> [What to do] Output every record verbatim, and omit each picture.

> [Source material]

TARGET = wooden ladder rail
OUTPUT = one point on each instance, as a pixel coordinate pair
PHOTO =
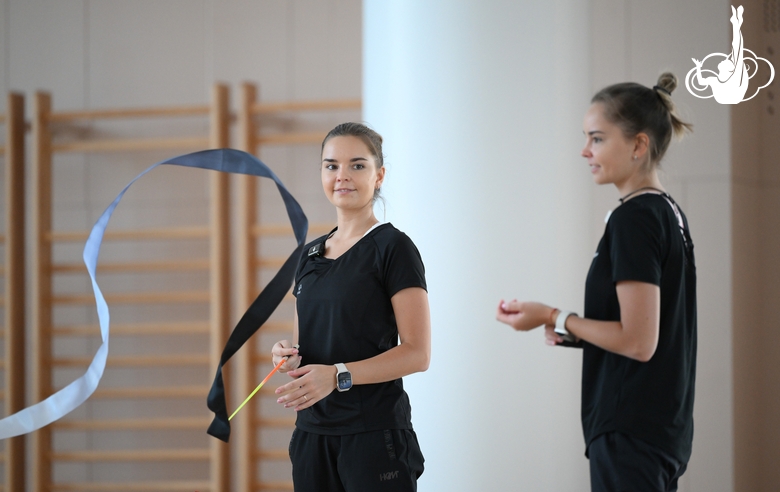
(251, 139)
(217, 233)
(13, 301)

> [Answer to the problem]
TARGET = wooden ladder rail
OUTPUT = one point on each instance, as a pixel coordinate pair
PHOTO =
(251, 139)
(217, 233)
(13, 301)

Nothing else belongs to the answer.